TO-DO LIST:
**1)** Return the passage from the Vistra debt excerpt starting with "The interest rate swaps effectively" and going on through "Operations Credit Facilities.", copied word for word.
**2)** Answer these questions from the Vistra debt excerpt:
(a) What is the highest consolidated first lien net leverage ratio the Revolving Credit Facility covenant permits?
(b) When do the interest rate swaps entered into effective January 2017 expire?
(c) How much of the senior secured revolving credit facility matured on April 23, 2018?

EXCERPT:
+ + +
The Vistra Operations Credit Facilities provide for certain customary events of default, including events of default resulting from non-payment of principal, interest or fees when due, material breaches of representations and warranties, material breaches of covenants in the Vistra Operations Credit Facilities or ancillary loan documents, cross-defaults under other agreements or instruments and the entry of material judgments against Vistra Operations. Solely with respect to the Revolving Credit Facility, and solely during a compliance period (which, in general, is applicable when the aggregate revolving borrowings and issued revolving letters of credit (in excess of $300 million) exceed 30% of the revolving commitments), the agreement includes a covenant that requires the consolidated first lien net leverage ratio, which is based on the ratio of net first lien debt compared to an EBITDA calculation defined under the terms of the facilities, not to exceed 4.25 to 1.00. As of June 30, 2018, we were in compliance with this financial covenant. Upon the existence of an event of default, the Vistra Operations Credit Facilities provide that all principal, interest and other amounts due thereunder will become immediately due and payable, either automatically or at the election of specified lenders.
Interest Rate Swaps — Effective January 2017, we entered into $3.0 billion notional amount of interest rate swaps to hedge a portion of our exposure to our variable rate debt. The interest rate swaps expire in July 2023. In May and June 2018, we entered into $3.0 billion notional amount of interest rate swaps that become effective in July 2023 and expire in July 2026.
In June 2018, we completed the novation of $1.959 billion of Vistra Energy (legacy Dynegy) interest rate swaps to Vistra Operations Company LLC (Vistra Operations). In June 2018, $238 million of these interest rate swaps expired. The remaining interest rate swaps expire between March 2019 and February 2024.
The interest rate swaps effectively fix the interest rates between 4.13% and 4.38% on $4.721 billion of our variable rate debt. The interest rate swaps that become effective in July 2023 and expire in July 2026 effectively fix the interest rates between 4.97% and 5.04% on $3.0 billion of our variable rate debt during the period. The interest rate swaps are secured by a first lien secured interest on a pari-passu basis with the Vistra Operations Credit Facilities.
Vistra Energy (legacy Dynegy) Credit Agreement
On the Merger Date, Vistra Energy assumed the obligations under Dynegy's $3.563 billion credit agreement consisting of a $2.018 billion senior secured term loan facility due 2024 and a $1.545 billion senior secured revolving credit facility. As of the Merger Date, there were no cash borrowings and $656 million of letters of credit outstanding under the senior secured revolving credit facility. On April 23, 2018, $70 million of the senior secured revolving credit facility matured. In June 2018, the $2.018 billion senior secured term loan facility due 2024 was repaid using proceeds from the Term Loan B-3 Facility. In addition, all letters of credit outstanding under the senior secured revolving credit facility were replaced with letters of credit under the amended Vistra Operations Credit Facilities discussed above, and the revolving credit facility assumed from Dynegy in connection with the Merger was paid off in full and terminated.
+ + +
SUPPLIED DATA:
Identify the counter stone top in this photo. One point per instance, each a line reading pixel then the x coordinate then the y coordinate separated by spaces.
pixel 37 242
+ + +
ANSWERS PER TASK:
**1)**
The interest rate swaps effectively fix the interest rates between 4.13% and 4.38% on $4.721 billion of our variable rate debt. The interest rate swaps that become effective in July 2023 and expire in July 2026 effectively fix the interest rates between 4.97% and 5.04% on $3.0 billion of our variable rate debt during the period. The interest rate swaps are secured by a first lien secured interest on a pari-passu basis with the Vistra Operations Credit Facilities.

**2)**
(a) 4.25 to 1.00
(b) July 2023
(c) $70 million